## Activity
Would you count the lines below that contain the string "clicks" and reply with that number only?

(Saved data entries)
--- START ---
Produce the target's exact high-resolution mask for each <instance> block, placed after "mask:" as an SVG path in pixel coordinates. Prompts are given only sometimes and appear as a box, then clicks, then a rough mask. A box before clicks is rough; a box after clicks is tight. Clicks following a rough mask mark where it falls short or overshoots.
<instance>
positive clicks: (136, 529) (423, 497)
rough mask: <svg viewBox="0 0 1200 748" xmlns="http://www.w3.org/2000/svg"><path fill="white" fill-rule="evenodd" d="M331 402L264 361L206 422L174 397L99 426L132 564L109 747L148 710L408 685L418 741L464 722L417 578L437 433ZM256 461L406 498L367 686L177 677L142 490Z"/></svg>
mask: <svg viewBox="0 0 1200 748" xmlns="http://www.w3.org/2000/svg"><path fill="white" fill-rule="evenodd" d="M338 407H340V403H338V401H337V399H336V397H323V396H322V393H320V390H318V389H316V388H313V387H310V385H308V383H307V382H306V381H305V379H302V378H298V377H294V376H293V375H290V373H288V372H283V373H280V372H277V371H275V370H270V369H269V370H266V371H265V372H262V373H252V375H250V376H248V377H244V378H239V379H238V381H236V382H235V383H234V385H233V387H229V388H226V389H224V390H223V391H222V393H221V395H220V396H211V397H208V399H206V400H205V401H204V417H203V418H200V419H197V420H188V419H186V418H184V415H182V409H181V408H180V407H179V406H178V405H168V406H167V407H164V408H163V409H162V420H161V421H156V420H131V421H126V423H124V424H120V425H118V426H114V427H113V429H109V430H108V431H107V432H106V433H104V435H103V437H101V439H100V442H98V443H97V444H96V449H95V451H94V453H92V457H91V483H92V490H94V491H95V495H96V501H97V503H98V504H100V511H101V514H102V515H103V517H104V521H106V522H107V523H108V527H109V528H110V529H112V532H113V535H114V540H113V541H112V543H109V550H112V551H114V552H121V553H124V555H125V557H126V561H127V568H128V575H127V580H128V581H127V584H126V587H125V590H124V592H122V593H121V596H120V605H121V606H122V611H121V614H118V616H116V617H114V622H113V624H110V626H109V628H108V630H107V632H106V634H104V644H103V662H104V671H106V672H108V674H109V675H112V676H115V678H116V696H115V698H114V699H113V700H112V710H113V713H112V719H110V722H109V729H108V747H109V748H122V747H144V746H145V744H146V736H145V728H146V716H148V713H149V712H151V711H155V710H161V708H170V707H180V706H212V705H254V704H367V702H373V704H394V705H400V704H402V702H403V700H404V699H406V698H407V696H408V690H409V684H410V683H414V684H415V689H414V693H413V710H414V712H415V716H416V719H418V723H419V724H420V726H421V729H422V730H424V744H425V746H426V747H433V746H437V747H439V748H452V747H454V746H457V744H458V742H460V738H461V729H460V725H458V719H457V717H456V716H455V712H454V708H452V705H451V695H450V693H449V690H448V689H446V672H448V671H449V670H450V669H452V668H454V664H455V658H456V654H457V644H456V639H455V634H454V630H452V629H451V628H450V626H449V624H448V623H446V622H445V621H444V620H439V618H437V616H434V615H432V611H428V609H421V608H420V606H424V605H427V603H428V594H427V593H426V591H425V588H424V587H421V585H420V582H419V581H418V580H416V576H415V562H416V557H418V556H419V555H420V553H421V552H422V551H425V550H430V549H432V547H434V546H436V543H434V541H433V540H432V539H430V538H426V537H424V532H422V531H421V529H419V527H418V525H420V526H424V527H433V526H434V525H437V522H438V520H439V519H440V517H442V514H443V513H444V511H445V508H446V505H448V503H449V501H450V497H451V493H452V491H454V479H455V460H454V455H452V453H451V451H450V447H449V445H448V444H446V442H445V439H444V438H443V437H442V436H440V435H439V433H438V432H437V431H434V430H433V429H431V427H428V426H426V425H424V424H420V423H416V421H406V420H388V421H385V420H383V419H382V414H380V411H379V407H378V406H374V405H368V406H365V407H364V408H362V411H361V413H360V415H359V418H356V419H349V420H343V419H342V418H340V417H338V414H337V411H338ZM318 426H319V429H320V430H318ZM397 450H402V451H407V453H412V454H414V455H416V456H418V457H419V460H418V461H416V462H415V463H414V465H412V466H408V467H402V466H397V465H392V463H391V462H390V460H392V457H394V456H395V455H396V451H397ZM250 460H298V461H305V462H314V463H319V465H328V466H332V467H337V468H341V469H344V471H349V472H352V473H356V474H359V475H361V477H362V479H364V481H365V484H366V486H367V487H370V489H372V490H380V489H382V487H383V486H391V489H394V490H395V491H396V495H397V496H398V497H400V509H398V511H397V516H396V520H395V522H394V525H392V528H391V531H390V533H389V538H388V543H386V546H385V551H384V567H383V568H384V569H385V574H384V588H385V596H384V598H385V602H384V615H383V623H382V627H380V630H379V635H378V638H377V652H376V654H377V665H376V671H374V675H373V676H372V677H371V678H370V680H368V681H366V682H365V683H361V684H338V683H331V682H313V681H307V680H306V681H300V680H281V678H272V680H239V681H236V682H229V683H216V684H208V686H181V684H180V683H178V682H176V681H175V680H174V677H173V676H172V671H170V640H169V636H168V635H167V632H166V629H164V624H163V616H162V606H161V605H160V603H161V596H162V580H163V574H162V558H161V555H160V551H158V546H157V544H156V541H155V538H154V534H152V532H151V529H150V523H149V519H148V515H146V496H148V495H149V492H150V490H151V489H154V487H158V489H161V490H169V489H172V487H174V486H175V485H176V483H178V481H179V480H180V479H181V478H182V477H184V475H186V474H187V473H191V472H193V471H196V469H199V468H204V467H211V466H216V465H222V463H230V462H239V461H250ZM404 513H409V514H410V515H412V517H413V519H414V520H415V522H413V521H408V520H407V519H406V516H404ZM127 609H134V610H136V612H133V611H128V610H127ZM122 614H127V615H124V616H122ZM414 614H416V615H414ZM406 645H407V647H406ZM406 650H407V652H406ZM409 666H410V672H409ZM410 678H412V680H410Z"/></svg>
--- END ---
## Result of this task
2